→ **Excerpted passage**:
--- BEGIN ---
Hey folks!
This is not much of a T.A. post although I posted the latest view from my dash.
What it is, however, is a stark warning based on the events from the last couple of months.
First and foremost, anyone should be clear that it is the macroeconomic picture (low interest, nowhere to spend money, inflation fears) and the implied extreme risk-on state it implies, in combination with adoption of blockchain technology and the inherent regulatory risk picture that determines the market - not T.A. (except for scalping trades) as it is only a very limited proxy to market sentiment.
We are now in a state where inflation and the fear of future inflation is increasing by the minute, where the only party in the entire world that do not recognize this is the federal government of the U.S.
--- END ---
→ **Material supplied**:
--- BEGIN ---
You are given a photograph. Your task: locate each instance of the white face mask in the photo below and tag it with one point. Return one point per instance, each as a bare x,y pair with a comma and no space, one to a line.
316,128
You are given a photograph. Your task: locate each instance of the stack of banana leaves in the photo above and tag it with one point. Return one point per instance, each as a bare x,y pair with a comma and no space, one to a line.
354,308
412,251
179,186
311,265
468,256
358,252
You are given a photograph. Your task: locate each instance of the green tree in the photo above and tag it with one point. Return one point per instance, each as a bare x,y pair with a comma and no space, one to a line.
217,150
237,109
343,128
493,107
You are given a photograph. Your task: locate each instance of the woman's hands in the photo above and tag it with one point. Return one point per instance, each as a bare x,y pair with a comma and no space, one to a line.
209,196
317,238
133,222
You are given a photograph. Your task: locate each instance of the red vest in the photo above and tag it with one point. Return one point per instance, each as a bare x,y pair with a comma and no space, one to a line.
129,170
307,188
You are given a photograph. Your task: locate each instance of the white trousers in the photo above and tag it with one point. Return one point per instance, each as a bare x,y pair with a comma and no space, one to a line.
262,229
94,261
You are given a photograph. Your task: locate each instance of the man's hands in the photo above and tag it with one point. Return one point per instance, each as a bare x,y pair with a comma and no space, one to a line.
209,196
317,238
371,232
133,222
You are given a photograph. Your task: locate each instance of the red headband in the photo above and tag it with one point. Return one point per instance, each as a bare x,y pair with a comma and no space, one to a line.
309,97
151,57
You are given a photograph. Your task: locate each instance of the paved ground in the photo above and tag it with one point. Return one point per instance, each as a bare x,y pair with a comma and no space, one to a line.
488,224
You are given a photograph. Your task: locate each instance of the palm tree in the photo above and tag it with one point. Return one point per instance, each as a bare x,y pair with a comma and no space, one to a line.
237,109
--- END ---
--- BEGIN ---
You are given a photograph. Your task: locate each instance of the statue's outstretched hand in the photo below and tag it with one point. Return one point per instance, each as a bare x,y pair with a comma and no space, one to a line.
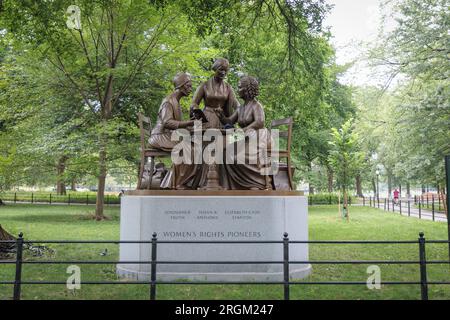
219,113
--- END ---
--- BEGIN ---
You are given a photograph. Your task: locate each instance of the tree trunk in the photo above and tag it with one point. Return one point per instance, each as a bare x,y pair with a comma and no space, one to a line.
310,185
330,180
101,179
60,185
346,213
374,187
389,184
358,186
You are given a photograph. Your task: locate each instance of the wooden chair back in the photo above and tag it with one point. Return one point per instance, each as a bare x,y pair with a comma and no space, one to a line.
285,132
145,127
--- END ---
→ **Aim**:
Please rewrite the market warning post, everything from "First and foremost, anyone" down to "to market sentiment.", with "blockchain technology" changed to "digital assets".

→ **Exercise output**:
First and foremost, anyone should be clear that it is the macroeconomic picture (low interest, nowhere to spend money, inflation fears) and the implied extreme risk-on state it implies, in combination with adoption of digital assets and the inherent regulatory risk picture that determines the market - not T.A. (except for scalping trades) as it is only a very limited proxy to market sentiment.